▶ _Texto de lectura_:
______________________________

Bloque I — Raíces y agua
Los veranos de mi infancia transcurrían en Suadiye, cuando aquel barrio aún conservaba los jardines y las casas bajas que respiraban frente al mar de Mármara. Vivíamos en el lado europeo de Estambul, pero cada verano regresábamos a esa casita prefabricada que había sido levantada tras el terremoto de Erzincan. Mi abuelo —un peregrino musulmán que, pese a su fortuna, vivía con una sencillez ejemplar— solía decir que la felicidad consiste en saber dónde colocarse, no en cuánto poseer. Ganar dinero para él era un pasatiempo; su verdadera riqueza era la calma.
En esos veranos todo parecía tener un sentido: los árboles frutales, el pozo del jardín, los juegos al escondite, los autos que yo lavaba como si les devolviera la dignidad. A veces pienso que aquella agua fue mi primera oración.
De niño tenía los pies planos; jugar fútbol me dolía, y no podía estar mucho tiempo de pie. Más tarde, empecé a usar botas con suelas de acero y mis pies sanaron. Con esos mismos pies he cruzado tres continentes. Un día, mientras mis amigos me pedían que me apartara un poco del campo improvisado, fui retrocediendo, paso a paso, hasta que el suelo desapareció. Caí. El mar me envolvió. No hubo tiempo para el miedo, solo la certeza de que algo más grande me sostenía.
No necesito describir el rescate. Esa caída fue mi bautismo invisible: el instante en que Dios me habló en el idioma del agua. Desde entonces, cada vez que tomo una fotografía, siento que vuelvo a ese mismo lenguaje.

______________________________

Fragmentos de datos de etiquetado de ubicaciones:
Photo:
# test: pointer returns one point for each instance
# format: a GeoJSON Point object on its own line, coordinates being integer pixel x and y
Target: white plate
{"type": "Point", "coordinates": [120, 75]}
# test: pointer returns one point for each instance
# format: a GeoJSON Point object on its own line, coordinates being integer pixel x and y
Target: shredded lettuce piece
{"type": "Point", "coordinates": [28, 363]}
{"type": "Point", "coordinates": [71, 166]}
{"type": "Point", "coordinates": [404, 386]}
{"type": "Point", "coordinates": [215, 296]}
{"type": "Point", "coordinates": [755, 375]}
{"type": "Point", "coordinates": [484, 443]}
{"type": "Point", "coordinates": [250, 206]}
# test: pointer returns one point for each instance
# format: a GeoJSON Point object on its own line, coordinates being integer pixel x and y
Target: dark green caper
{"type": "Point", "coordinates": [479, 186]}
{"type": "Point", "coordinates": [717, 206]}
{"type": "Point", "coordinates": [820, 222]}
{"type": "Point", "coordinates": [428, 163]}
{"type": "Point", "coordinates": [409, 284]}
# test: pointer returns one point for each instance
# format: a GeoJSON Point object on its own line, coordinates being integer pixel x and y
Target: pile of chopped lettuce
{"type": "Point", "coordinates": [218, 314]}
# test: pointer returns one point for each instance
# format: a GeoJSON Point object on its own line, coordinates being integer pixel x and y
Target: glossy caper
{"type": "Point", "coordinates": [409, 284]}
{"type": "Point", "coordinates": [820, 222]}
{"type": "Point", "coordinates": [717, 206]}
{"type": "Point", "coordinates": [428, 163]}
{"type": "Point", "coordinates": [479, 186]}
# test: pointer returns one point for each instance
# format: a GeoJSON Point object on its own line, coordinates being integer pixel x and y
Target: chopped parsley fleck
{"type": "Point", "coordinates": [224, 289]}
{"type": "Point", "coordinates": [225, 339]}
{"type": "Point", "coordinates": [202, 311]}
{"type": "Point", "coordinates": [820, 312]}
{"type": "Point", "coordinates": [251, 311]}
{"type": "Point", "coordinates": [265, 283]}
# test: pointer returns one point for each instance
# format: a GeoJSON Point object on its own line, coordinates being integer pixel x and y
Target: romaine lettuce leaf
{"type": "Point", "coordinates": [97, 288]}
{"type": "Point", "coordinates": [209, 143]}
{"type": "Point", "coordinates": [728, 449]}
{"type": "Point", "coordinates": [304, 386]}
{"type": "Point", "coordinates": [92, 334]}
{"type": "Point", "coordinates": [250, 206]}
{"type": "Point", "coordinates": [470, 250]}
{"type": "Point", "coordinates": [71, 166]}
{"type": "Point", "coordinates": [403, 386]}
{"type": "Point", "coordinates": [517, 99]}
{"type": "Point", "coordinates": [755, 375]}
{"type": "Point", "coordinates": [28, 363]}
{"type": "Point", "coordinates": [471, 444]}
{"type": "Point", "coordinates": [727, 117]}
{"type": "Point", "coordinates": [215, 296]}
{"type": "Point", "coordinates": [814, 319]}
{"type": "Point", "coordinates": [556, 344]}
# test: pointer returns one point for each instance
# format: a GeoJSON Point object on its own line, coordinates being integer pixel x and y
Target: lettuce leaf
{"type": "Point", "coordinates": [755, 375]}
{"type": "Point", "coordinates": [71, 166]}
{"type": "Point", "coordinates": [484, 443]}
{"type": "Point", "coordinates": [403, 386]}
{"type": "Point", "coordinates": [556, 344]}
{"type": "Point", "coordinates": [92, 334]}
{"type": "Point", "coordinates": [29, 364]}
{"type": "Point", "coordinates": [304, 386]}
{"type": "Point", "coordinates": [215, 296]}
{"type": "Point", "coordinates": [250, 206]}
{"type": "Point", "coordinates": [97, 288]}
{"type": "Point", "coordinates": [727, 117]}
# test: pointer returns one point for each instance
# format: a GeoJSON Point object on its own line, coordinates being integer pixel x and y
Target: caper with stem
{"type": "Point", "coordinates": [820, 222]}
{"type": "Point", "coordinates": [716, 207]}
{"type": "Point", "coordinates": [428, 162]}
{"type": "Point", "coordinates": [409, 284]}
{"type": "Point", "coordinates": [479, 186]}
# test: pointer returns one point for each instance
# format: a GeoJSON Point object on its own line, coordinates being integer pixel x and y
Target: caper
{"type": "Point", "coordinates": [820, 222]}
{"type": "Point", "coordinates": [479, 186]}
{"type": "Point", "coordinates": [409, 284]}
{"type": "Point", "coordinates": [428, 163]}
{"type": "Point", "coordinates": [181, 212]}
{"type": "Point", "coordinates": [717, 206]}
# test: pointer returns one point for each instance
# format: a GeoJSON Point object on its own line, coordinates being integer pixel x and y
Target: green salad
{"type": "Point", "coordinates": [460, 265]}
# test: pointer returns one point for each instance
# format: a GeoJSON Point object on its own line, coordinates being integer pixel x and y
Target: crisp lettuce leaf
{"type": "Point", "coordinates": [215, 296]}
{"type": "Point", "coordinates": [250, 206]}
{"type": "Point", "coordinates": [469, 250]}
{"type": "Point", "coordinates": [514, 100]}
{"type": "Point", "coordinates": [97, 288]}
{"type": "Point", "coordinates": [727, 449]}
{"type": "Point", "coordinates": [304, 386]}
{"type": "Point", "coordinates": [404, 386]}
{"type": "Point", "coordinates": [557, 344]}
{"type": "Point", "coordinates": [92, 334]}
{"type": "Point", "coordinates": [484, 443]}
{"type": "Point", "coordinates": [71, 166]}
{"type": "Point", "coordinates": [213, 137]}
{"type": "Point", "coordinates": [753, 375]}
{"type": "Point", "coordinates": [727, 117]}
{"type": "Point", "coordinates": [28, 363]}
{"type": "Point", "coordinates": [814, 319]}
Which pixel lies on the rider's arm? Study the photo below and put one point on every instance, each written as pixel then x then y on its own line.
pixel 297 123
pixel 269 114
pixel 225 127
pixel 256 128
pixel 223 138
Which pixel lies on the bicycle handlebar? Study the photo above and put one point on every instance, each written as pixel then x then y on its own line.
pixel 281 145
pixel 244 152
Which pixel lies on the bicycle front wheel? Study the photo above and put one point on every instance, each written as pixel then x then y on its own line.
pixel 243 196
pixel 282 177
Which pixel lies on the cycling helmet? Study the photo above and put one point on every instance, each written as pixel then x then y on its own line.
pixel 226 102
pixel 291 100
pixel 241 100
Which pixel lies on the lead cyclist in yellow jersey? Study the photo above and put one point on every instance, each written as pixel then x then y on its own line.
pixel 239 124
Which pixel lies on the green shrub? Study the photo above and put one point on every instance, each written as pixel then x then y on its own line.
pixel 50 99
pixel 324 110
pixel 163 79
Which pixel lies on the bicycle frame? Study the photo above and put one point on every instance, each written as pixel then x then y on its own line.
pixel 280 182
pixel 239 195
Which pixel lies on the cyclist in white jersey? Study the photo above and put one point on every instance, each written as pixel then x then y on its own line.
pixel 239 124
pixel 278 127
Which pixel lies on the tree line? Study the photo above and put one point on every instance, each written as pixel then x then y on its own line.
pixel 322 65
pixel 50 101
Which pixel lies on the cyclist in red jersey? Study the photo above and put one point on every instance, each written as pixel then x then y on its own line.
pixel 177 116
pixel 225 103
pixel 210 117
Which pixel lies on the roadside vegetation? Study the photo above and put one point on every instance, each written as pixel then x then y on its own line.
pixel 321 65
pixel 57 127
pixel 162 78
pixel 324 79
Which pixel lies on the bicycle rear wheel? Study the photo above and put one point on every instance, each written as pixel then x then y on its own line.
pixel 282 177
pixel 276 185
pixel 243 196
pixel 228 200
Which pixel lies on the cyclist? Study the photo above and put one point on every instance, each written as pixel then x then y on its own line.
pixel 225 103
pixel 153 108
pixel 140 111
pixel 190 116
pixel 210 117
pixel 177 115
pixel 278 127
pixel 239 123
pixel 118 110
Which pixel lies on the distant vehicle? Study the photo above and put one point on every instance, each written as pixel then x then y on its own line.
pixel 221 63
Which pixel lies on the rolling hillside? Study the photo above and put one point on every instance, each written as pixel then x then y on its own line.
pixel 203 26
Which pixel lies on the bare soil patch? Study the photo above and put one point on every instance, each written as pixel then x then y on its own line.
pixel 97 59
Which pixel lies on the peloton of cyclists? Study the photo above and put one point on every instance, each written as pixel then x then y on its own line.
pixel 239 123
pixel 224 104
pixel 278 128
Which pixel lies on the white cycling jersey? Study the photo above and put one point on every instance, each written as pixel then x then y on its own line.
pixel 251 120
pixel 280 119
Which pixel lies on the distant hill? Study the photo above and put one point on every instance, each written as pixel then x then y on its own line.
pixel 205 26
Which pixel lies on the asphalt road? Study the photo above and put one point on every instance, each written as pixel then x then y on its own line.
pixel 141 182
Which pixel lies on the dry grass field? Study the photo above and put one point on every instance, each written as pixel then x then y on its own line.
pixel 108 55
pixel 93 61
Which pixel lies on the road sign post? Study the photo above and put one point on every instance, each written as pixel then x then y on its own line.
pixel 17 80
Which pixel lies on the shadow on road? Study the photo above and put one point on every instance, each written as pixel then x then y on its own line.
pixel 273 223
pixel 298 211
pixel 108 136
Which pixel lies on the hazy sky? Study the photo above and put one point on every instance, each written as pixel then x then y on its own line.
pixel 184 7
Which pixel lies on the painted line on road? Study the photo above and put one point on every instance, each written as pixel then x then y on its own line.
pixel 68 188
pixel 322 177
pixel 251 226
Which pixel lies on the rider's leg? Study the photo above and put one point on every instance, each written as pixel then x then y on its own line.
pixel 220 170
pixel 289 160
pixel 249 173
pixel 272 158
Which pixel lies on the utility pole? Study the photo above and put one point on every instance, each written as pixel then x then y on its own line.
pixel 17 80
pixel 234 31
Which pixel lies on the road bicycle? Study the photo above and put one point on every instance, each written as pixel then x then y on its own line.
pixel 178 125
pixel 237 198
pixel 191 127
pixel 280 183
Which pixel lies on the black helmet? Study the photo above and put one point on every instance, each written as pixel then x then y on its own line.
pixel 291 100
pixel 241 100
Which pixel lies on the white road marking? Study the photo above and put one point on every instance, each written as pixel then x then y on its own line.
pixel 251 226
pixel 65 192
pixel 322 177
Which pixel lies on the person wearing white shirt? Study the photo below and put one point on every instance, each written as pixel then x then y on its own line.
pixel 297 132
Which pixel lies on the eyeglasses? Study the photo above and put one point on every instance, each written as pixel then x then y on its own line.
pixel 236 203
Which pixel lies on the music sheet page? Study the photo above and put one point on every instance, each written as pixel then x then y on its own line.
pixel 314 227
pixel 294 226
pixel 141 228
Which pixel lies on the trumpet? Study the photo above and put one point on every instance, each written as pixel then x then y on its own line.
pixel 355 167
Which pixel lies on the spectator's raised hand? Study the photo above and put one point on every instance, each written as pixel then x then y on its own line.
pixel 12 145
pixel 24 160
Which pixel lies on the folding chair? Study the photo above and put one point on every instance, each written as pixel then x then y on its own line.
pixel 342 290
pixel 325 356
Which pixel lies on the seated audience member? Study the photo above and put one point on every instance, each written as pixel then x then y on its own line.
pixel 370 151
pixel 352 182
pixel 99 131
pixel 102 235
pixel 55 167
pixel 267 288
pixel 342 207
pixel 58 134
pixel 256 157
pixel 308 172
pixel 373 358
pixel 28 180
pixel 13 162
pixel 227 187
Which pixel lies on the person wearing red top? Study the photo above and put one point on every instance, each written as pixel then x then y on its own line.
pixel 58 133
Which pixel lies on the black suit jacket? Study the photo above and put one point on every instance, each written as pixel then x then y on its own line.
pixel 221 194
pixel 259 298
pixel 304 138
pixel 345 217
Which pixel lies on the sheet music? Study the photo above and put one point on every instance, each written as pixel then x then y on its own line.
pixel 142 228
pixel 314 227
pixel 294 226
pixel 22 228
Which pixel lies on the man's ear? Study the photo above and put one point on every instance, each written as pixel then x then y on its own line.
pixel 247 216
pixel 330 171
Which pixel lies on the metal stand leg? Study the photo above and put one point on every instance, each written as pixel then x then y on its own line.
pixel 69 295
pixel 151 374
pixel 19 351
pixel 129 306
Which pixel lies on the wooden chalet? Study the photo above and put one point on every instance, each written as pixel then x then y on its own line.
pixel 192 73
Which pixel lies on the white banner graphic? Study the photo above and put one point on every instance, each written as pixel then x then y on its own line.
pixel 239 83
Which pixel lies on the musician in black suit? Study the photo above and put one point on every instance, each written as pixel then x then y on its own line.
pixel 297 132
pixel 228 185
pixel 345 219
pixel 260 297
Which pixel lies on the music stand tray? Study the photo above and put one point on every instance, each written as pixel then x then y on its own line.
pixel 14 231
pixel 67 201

______________________________

▶ _Tarea escrita A_:
Reproduce el texto de lectura desde "Bloque I — Raíces" hasta "mi primera oración.", rebautizando "pozo" como "aljibe".
▶ _Tarea escrita B_:
Presenta como lista JSON de cadenas, con una cadena por línea y sin líneas en blanco, las líneas de los registros que van desde la que contiene "Which pixel lies on the person wearing red" hasta la que contiene "pixel 58 133", ambas incluidas.
Los registros no guardan ninguna relación con el texto de lectura.

▶ _Salida completa A_:
Bloque I — Raíces y agua
Los veranos de mi infancia transcurrían en Suadiye, cuando aquel barrio aún conservaba los jardines y las casas bajas que respiraban frente al mar de Mármara. Vivíamos en el lado europeo de Estambul, pero cada verano regresábamos a esa casita prefabricada que había sido levantada tras el terremoto de Erzincan. Mi abuelo —un peregrino musulmán que, pese a su fortuna, vivía con una sencillez ejemplar— solía decir que la felicidad consiste en saber dónde colocarse, no en cuánto poseer. Ganar dinero para él era un pasatiempo; su verdadera riqueza era la calma.
En esos veranos todo parecía tener un sentido: los árboles frutales, el aljibe del jardín, los juegos al escondite, los autos que yo lavaba como si les devolviera la dignidad. A veces pienso que aquella agua fue mi primera oración.

▶ _Salida completa B_:
[
  "Which pixel lies on the person wearing red top? Study the photo above and put one point on every instance, each written as pixel then x then y on its own line.",
  "pixel 58 133"
]